__What is required__.
Answer these questions from the court judgment excerpt:
1. What would accepting the petitioner's interpretation amount to?
2. Under which article of the Constitution of India is the Court exercising jurisdiction?
3. According to the Tribunal, what did the petitioner fail to do about the offence?

__Page excerpt__.
14. The decisions of the High Courts cited by the learned counsel for the petitioner, are also distinguishable on the facts of those cases. At any rate, they do not lay down any binding principle that the moment theft is proved, the employee has to be dismissed, If the said interpretation of the petitioner is accepted, it would amount to amending the provisions of Section 11A of the I.D. Act, which is within the realm of the Legislature.

15. Further, this Court, while exercising the jurisdiction under Article 226 of the Constitution of India, can interfere with the decision of the Industrial Tribunal under Section 11A, only on limited grounds. This Court cannot substitute its decision for that of the Tribunal. This Court can interfere with the punishment, if only it is found mat the decision of the Tribunal is perverse or one, which no man in his senses will take. If this Court was exercising the power under Section 11A, it might have taken a different view, but the same is not a ground to interfere with the decision of the Tribunal, under Article 226 of the Constitution of India, in exercise of its power of judicial review. Lord Hailsham of St.Marylebone L.C. in Re. W. (An Infant) A.C. 682, has held that two reasonable persons can perfectly reasonably come to opposite conclusions on the same set of facts without forfeiting their title to be regarded as reasonable man. So, the difference of opinion maintained by this Court, is not a ground to interfere with the decision of the Tribunal. It is true, the Tribunal's reasoning for interfering with the punishment, is slightly faulty. It was of the view that the petitioner did not take the offence seriously or prosecute the delinquent employee before the Criminal Court. Having dealt with the matter in a casual manner, it is not proper to impose the punishment of dismissal, opined the Tribunal.

__Given entries__.
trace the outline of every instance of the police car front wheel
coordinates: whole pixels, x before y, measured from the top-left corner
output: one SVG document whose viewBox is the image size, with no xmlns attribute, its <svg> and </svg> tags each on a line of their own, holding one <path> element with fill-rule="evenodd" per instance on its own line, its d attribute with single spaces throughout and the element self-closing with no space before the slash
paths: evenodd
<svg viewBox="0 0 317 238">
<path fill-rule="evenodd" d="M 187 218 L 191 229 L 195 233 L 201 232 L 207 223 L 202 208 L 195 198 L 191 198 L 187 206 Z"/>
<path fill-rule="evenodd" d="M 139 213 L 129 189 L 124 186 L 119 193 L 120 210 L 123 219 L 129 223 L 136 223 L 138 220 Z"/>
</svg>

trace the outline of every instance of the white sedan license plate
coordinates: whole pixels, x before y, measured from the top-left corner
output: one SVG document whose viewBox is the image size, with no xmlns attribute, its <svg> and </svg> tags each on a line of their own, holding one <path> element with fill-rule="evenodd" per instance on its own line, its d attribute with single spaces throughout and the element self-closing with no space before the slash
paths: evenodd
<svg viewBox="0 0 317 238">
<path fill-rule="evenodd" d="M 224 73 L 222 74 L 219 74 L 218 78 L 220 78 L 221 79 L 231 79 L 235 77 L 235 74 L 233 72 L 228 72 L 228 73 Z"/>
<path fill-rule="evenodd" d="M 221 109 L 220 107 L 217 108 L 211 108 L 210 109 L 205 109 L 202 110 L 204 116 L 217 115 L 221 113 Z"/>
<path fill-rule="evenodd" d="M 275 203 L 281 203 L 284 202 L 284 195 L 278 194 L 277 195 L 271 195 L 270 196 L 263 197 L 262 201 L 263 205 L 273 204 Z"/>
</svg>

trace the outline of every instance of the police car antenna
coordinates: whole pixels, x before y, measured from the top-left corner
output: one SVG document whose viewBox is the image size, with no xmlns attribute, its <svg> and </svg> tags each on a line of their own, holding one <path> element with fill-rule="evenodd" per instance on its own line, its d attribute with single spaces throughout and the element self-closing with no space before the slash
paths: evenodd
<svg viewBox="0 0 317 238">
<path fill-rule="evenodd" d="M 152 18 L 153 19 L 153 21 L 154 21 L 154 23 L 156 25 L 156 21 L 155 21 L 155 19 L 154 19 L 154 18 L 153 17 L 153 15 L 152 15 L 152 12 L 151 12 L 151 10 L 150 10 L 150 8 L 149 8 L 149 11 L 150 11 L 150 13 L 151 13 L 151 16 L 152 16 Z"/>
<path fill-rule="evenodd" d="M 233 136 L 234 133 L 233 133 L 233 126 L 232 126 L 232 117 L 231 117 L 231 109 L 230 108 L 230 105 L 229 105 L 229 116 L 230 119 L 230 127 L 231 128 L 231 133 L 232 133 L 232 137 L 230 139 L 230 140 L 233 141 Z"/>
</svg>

__Answer box__.
1. Amending the provisions of Section 11A of the I.D. Act, which is within the realm of the Legislature.
2. Article 226.
3. The petitioner did not take the offence seriously or prosecute the delinquent employee before the Criminal Court.